# About this task
The required answer is every line of the data containing the word "negative".

# Data for this exercise
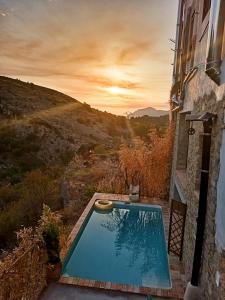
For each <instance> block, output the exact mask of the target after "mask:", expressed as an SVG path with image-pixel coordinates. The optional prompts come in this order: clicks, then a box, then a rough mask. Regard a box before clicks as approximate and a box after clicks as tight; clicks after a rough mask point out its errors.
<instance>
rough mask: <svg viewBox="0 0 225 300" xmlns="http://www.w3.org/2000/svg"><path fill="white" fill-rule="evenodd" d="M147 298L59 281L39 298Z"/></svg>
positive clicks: (86, 299)
mask: <svg viewBox="0 0 225 300" xmlns="http://www.w3.org/2000/svg"><path fill="white" fill-rule="evenodd" d="M112 299H114V300H147V299H148V298H147V297H146V296H141V295H134V294H128V293H121V292H113V291H104V290H97V289H93V288H91V289H90V288H82V287H75V286H69V285H63V284H59V283H53V284H50V285H49V286H48V288H47V289H46V290H45V292H44V293H43V295H42V296H41V298H40V300H112Z"/></svg>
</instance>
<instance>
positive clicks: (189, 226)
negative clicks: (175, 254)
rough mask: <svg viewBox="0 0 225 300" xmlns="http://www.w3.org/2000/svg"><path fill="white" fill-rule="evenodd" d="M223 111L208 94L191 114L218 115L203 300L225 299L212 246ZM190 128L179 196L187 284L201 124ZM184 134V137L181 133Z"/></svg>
mask: <svg viewBox="0 0 225 300" xmlns="http://www.w3.org/2000/svg"><path fill="white" fill-rule="evenodd" d="M224 107H225V97H224V100H223V101H217V100H216V95H214V94H213V93H211V95H208V96H205V97H203V98H199V99H198V101H196V102H195V103H194V107H193V112H192V113H198V112H202V111H209V112H213V113H215V114H217V119H216V120H215V122H214V125H213V130H212V146H211V158H210V159H211V162H210V175H209V191H208V200H207V216H206V228H205V240H204V246H203V258H202V270H201V279H200V282H201V286H202V288H203V290H204V293H205V299H207V300H222V299H223V300H224V299H225V285H224V282H225V254H224V253H219V252H218V251H217V248H216V244H215V213H216V200H217V199H216V197H217V180H218V173H219V158H220V145H221V138H222V130H221V128H222V126H223V119H224ZM179 120H180V118H178V121H177V127H178V128H182V127H183V125H182V122H181V123H180V122H179ZM193 126H194V128H195V130H196V132H195V134H194V135H193V136H190V137H189V150H188V164H187V169H186V178H187V181H186V182H185V184H183V186H182V192H183V194H184V195H185V199H187V218H186V226H185V236H184V246H183V264H184V268H185V273H186V279H187V281H189V280H190V278H191V272H192V263H193V256H194V246H195V235H196V219H197V214H198V202H199V186H200V168H201V154H202V132H203V126H202V123H201V122H194V123H193ZM183 128H184V127H183ZM176 132H177V133H178V132H180V130H178V129H177V130H176ZM179 134H181V133H179ZM183 134H185V133H184V132H183ZM182 140H183V139H182V138H178V137H176V142H175V149H177V151H176V153H177V156H179V148H180V147H181V148H182V147H183V144H182ZM176 153H175V154H176ZM174 161H175V162H176V165H175V166H174V168H173V177H174V178H175V180H176V176H177V175H176V172H175V171H176V169H179V163H178V161H177V158H174ZM218 282H219V283H218ZM217 284H218V286H217Z"/></svg>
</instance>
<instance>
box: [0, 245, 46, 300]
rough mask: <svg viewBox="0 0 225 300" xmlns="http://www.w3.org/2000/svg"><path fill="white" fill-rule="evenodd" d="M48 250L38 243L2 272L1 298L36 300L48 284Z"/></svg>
mask: <svg viewBox="0 0 225 300" xmlns="http://www.w3.org/2000/svg"><path fill="white" fill-rule="evenodd" d="M46 262H47V256H46V252H45V251H44V249H43V248H42V247H40V245H39V244H38V243H36V244H34V245H32V247H30V248H28V249H27V250H25V251H24V253H23V254H22V255H20V256H19V257H18V258H17V259H16V260H15V261H13V262H12V263H11V264H10V265H7V268H5V270H3V269H2V270H1V272H0V300H19V299H24V300H36V299H38V297H39V295H40V293H41V291H42V290H43V288H44V287H45V286H46V284H47V283H46Z"/></svg>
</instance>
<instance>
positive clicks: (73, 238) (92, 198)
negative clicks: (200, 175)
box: [59, 193, 185, 299]
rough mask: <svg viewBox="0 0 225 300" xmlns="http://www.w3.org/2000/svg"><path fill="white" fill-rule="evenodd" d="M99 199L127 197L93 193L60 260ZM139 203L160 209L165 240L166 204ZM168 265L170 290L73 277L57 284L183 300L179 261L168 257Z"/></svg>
mask: <svg viewBox="0 0 225 300" xmlns="http://www.w3.org/2000/svg"><path fill="white" fill-rule="evenodd" d="M99 199H107V200H111V201H118V200H119V201H128V195H121V194H105V193H95V194H94V196H93V197H92V199H91V200H90V202H89V203H88V205H87V206H86V208H85V210H84V211H83V213H82V215H81V216H80V218H79V220H78V221H77V223H76V225H75V226H74V228H73V230H72V232H71V234H70V236H69V238H68V242H67V245H66V247H65V249H63V250H62V258H64V257H65V255H66V253H67V252H68V250H69V248H70V246H71V245H72V242H73V241H74V239H75V238H76V236H77V234H78V232H79V230H80V228H81V226H82V224H83V222H84V220H85V218H86V217H87V215H88V213H89V212H90V210H91V208H92V207H93V204H94V203H95V201H96V200H99ZM140 202H141V203H146V204H153V205H160V206H161V207H162V211H163V217H164V226H165V232H166V238H167V237H168V229H169V204H168V202H166V201H163V200H160V199H156V198H141V201H140ZM169 264H170V273H171V281H172V288H171V289H160V288H149V287H143V286H132V285H125V284H114V283H111V282H101V281H95V280H88V279H82V278H75V277H63V276H61V277H60V279H59V282H60V283H61V284H68V285H74V286H77V287H88V288H99V289H103V290H111V291H121V292H128V293H135V294H140V295H151V296H157V297H164V298H173V299H183V296H184V287H185V277H184V272H183V268H182V265H181V263H180V261H179V259H178V258H177V257H175V256H174V255H169Z"/></svg>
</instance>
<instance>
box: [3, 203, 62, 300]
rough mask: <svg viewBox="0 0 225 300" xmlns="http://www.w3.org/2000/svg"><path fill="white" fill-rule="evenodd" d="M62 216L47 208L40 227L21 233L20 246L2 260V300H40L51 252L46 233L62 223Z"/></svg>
mask: <svg viewBox="0 0 225 300" xmlns="http://www.w3.org/2000/svg"><path fill="white" fill-rule="evenodd" d="M58 222H59V215H58V214H56V213H53V212H51V210H50V209H49V208H48V207H47V206H44V209H43V215H42V218H41V220H40V222H39V226H37V227H36V228H24V229H21V230H20V231H18V232H17V240H18V246H17V247H16V248H14V250H13V251H12V252H10V253H9V254H8V255H7V256H5V257H4V259H2V260H1V261H0V287H1V288H0V299H33V300H35V299H38V298H39V295H40V293H41V291H42V290H43V288H44V287H45V286H46V264H47V252H46V249H45V244H44V242H43V235H42V233H43V230H44V229H46V226H50V225H51V224H58Z"/></svg>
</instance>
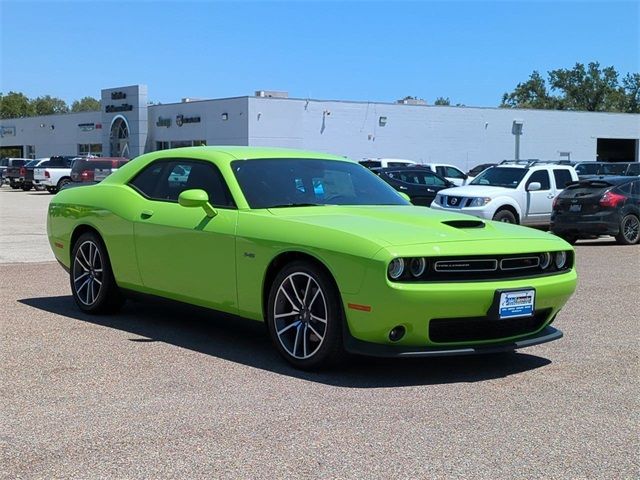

# Exercise answer
negative clicks: (175, 254)
negative clicks: (200, 175)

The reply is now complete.